Teks yang Diberikan →
******

Narasi Bahwa Karir Terbaik Perempuan Adalah Menjadi Ibu Rumah Tangga Itu Memuakkan

Narasi bahwa karir terbaik perempuan adalah menjadi ibu rumah tangga, bagi saya itu sungguh memuakkan. Narasi ini menggiring perempuan untuk tak boleh punya pilihan

Saya memang belum berumah tangga dan tidak bisa memahami betul bagaimana sebenarnya kemelut kehidupan perempuan ketika menikah.

Namun, sejak kemarin ketika saya mendapat curhat dari seorang saudara perihal kehidupan rumah tangganya, saya jadi banyak berpikir tentang perkawinan bagi perempuan

Saudara saya ini seorang perempuan berusia 30an tahun, memiliki suami dan dua anak. Selain sebagai ibu rumah tangga yang setiap harinya harus bergumul dengan dapur dan setumpuk cucian kotor, ia juga bekerja bersih-bersih di sebuah kantor koperasi. Pekerjaan ini dilakukannya setiap pagi dan sore.

Seringnya, saat pagi sebelum ia bekerja, ia harus memastikan rumah sudah dalam kondisi bersih, nasi sudah matang, dan cucian sudah dijemur.

Siangnya, ia tidak lantas pulang. Ia mencari tambahan uang dengan menjadi ojek, menjadi buruh harian, dan siap membantu apa saja pekerjaan orang lain asalkan ada upah yang bisa membeli keperluan dapur.

Saudara saya ini menyadari betul bahwa kondisi perekonomian keluarganya tidak selalu stabil. Penghasilan suami tidak bisa dijadikan sumber pendapatan utama, karena dirasa tidak akan cukup. Apalagi mengingat jenis pekerjaan suami yang terbilang tidak tetap dan tidak selalu ada. Belum lagi kebutuhan untuk kedua anaknya. Pelik dan sesak saya mendengarnya.

Mungkin ini hanya secuil kisah diantara banyaknya kisah perjuangan hebat perempuan di luaran sana di dalam keluarganya.

Belum lagi kisah perempuan kepala rumah tangga yang harus berjibaku mencari uang dan membesarkan anaknya seorang diri. Terkadang cerita seperti ini justru tidak cukup mencuat di permukaan.

Ditambah seakan realita ini harus ‘bersaing’ dengan banyaknya narasi-narasi yang beterbaran di luaran yang menggaungkan bahwa karir terbaik perempuan adalah di rumah dan menjadi ibu rumah tangga sepenuh-penuhnya.

Mereka yang terus saja berteriak demikian, benar-benar membuat saya muak. Seakan mereka menutup mata dan telinga terhadap dinamika kehidupan perempuan. Bahwa ada alasan-alasan lain yang bisa saja memaksa mereka untuk harus pergi di luaran sana mencari tambahan rupiah, namun sebenarnya mereka seharusnya memiliki pilihan.

******

Bagian Data →

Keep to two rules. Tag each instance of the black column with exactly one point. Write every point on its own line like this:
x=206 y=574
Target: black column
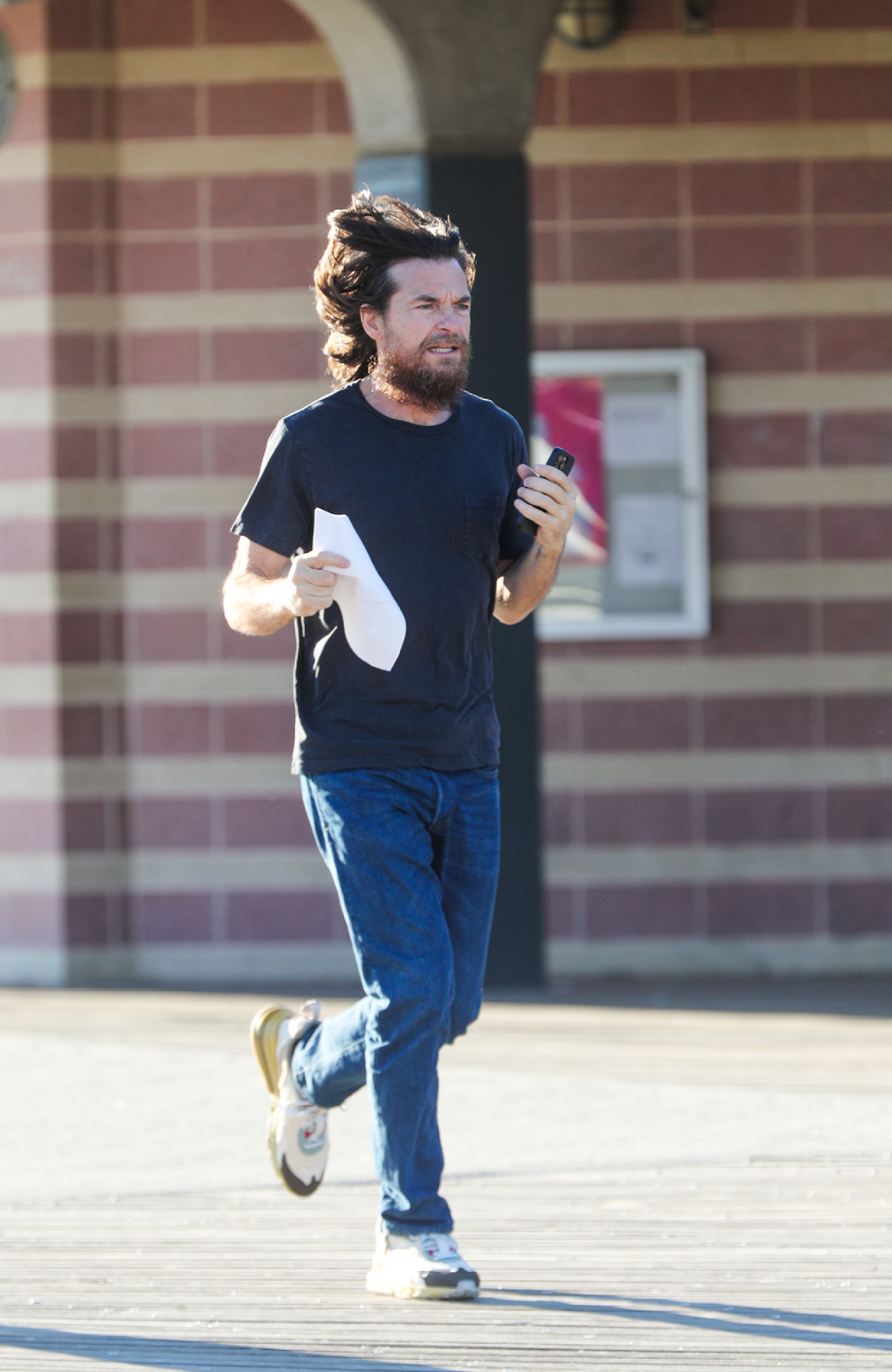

******

Tolong tuliskan ulang persis bagian teks yang diberikan yang dibuka dengan kata-kata berisi "Mungkin ini hanya" dan ditutup dengan "seharusnya memiliki pilihan.".

Jawaban Tertulis →
Mungkin ini hanya secuil kisah diantara banyaknya kisah perjuangan hebat perempuan di luaran sana di dalam keluarganya.

Belum lagi kisah perempuan kepala rumah tangga yang harus berjibaku mencari uang dan membesarkan anaknya seorang diri. Terkadang cerita seperti ini justru tidak cukup mencuat di permukaan.

Ditambah seakan realita ini harus ‘bersaing’ dengan banyaknya narasi-narasi yang beterbaran di luaran yang menggaungkan bahwa karir terbaik perempuan adalah di rumah dan menjadi ibu rumah tangga sepenuh-penuhnya.

Mereka yang terus saja berteriak demikian, benar-benar membuat saya muak. Seakan mereka menutup mata dan telinga terhadap dinamika kehidupan perempuan. Bahwa ada alasan-alasan lain yang bisa saja memaksa mereka untuk harus pergi di luaran sana mencari tambahan rupiah, namun sebenarnya mereka seharusnya memiliki pilihan.